* WHAT NEEDS TO BE DONE *
In your copy, include no images and return each entry exactly as written.

* INFORMATION *
▼
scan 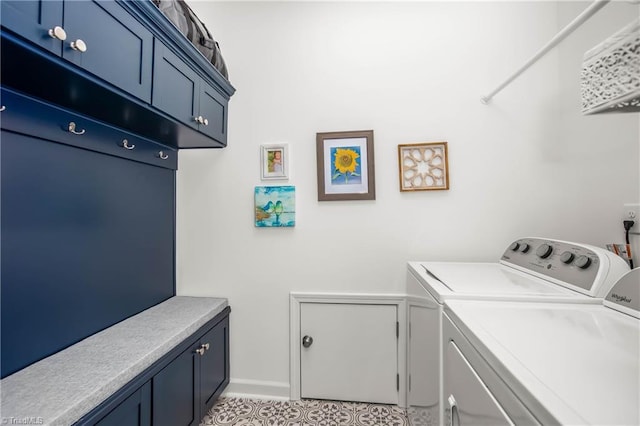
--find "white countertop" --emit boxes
[0,296,228,426]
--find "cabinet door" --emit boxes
[199,318,229,416]
[301,303,398,404]
[62,0,152,102]
[152,344,199,426]
[95,382,151,426]
[0,0,64,54]
[152,40,199,130]
[198,82,228,145]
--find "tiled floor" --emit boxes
[201,397,408,426]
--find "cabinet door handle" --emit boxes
[448,395,459,426]
[202,343,210,351]
[194,347,205,356]
[48,26,67,41]
[70,39,87,53]
[67,122,85,135]
[158,151,169,160]
[0,106,5,112]
[194,115,204,124]
[121,139,135,150]
[302,335,313,348]
[202,117,209,126]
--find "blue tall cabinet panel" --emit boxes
[1,128,176,377]
[1,0,153,102]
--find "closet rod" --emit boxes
[480,0,610,104]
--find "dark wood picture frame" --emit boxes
[316,130,375,201]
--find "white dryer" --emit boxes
[405,237,629,426]
[442,267,640,425]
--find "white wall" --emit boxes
[177,1,640,398]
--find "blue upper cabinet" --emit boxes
[1,1,64,55]
[152,40,200,131]
[1,0,153,103]
[199,82,227,143]
[0,0,235,149]
[62,1,153,103]
[152,40,228,145]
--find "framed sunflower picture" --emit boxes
[316,130,375,201]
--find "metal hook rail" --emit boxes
[480,0,611,104]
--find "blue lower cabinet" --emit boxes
[96,383,151,426]
[199,317,230,416]
[153,343,200,426]
[153,316,230,426]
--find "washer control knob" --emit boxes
[536,243,553,259]
[575,255,592,269]
[519,243,530,253]
[560,251,575,264]
[509,242,520,251]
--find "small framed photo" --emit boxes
[316,130,375,201]
[398,142,449,191]
[261,144,288,180]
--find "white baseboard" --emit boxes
[222,378,290,401]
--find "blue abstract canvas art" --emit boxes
[255,186,295,227]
▲
* ANSWER TO THIS EXERCISE *
scan 
--find "white countertop" --emit boxes
[0,296,228,426]
--find "cabinet door" --emit boxes
[199,318,229,416]
[301,303,398,404]
[62,0,152,102]
[152,344,199,426]
[95,382,151,426]
[0,0,64,54]
[152,40,199,130]
[198,82,228,145]
--find "tiled floor" --emit boxes
[201,397,408,426]
--find "cabinet door handle" --emit boxes
[448,395,459,426]
[202,343,210,351]
[194,347,205,356]
[48,26,67,41]
[70,39,87,53]
[67,122,85,135]
[158,151,169,160]
[0,106,5,112]
[194,115,204,124]
[121,139,135,150]
[302,335,313,348]
[202,117,209,126]
--find "blue tall cabinet panel" --emit boxes
[1,128,176,377]
[1,0,153,102]
--find "closet rod" --emit boxes
[480,0,610,104]
--find "dark wood picture frame" --emit boxes
[316,130,375,201]
--find "white dryer" --emit boxes
[405,237,629,426]
[442,267,640,425]
--find "white wall" --emit boxes
[177,1,640,398]
--find "blue upper cabinet" --emit boxes
[1,1,64,55]
[152,40,200,131]
[1,0,153,103]
[199,82,227,143]
[0,0,235,149]
[62,1,153,103]
[152,40,228,145]
--find "framed sunflower picture" --emit boxes
[316,130,375,201]
--find "metal hook rail" --emit boxes
[480,0,611,104]
--find "blue lower cabinet" --emit boxes
[96,383,151,426]
[199,317,230,416]
[153,343,200,426]
[153,316,230,426]
--find "washer control knob" --emit boxes
[536,243,553,259]
[575,255,592,269]
[519,243,530,253]
[560,251,575,264]
[509,242,520,251]
--find "small framed photo" --emit boxes
[316,130,375,201]
[398,142,449,191]
[261,144,288,180]
--find "white baseboard" --emit boxes
[222,378,290,401]
--find "blue abstract canvas art" --emit boxes
[255,186,295,227]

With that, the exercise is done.